EXERCISE DIRECTIONS:
The entries are to be returned exactly as written.

SOURCE MATERIAL:
--

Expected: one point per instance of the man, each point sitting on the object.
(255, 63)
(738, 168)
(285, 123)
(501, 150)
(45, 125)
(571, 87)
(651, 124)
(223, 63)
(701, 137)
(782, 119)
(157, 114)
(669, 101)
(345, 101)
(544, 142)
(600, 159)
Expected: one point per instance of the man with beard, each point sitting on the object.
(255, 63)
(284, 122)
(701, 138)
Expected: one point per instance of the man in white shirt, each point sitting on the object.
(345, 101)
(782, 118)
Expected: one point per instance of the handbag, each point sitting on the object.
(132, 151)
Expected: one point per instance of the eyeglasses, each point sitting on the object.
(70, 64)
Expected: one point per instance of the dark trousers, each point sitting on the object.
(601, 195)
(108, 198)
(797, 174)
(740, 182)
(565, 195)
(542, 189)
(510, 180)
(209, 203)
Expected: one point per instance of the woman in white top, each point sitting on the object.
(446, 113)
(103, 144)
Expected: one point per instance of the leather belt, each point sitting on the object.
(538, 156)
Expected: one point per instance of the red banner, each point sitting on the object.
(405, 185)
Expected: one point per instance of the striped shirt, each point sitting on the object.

--

SOLUTION TO THE EXERCISE:
Expected: one point per instance of the man, each point sitting on the object.
(255, 63)
(738, 168)
(285, 123)
(501, 150)
(45, 125)
(571, 87)
(651, 124)
(223, 63)
(701, 137)
(782, 119)
(157, 114)
(669, 101)
(345, 101)
(544, 142)
(600, 159)
Expected: one point per instance of the man with beard, each point sitting on the object.
(255, 63)
(284, 122)
(701, 138)
Expected: one point per instance of the man in white shirt, each point sitting on the object.
(345, 101)
(782, 118)
Expected: one point per instance of the handbag, each point sitting on the object.
(132, 151)
Expected: one point per instance of the eyeglasses, each point sitting on the object.
(70, 64)
Expected: one point per instance of the dark trousers, each point sitting on the object.
(601, 195)
(108, 198)
(797, 174)
(740, 182)
(565, 195)
(542, 189)
(510, 180)
(209, 203)
Expected: one point per instance of the woman in white top, each point sitting on the object.
(446, 113)
(103, 144)
Expected: one point per instance of the leather belt, each point sitting on the object.
(538, 156)
Expected: one point per instance of the red banner, each point sitting on the object.
(405, 185)
Expected: one point per instance of the striped shirt, each point sitting on the object.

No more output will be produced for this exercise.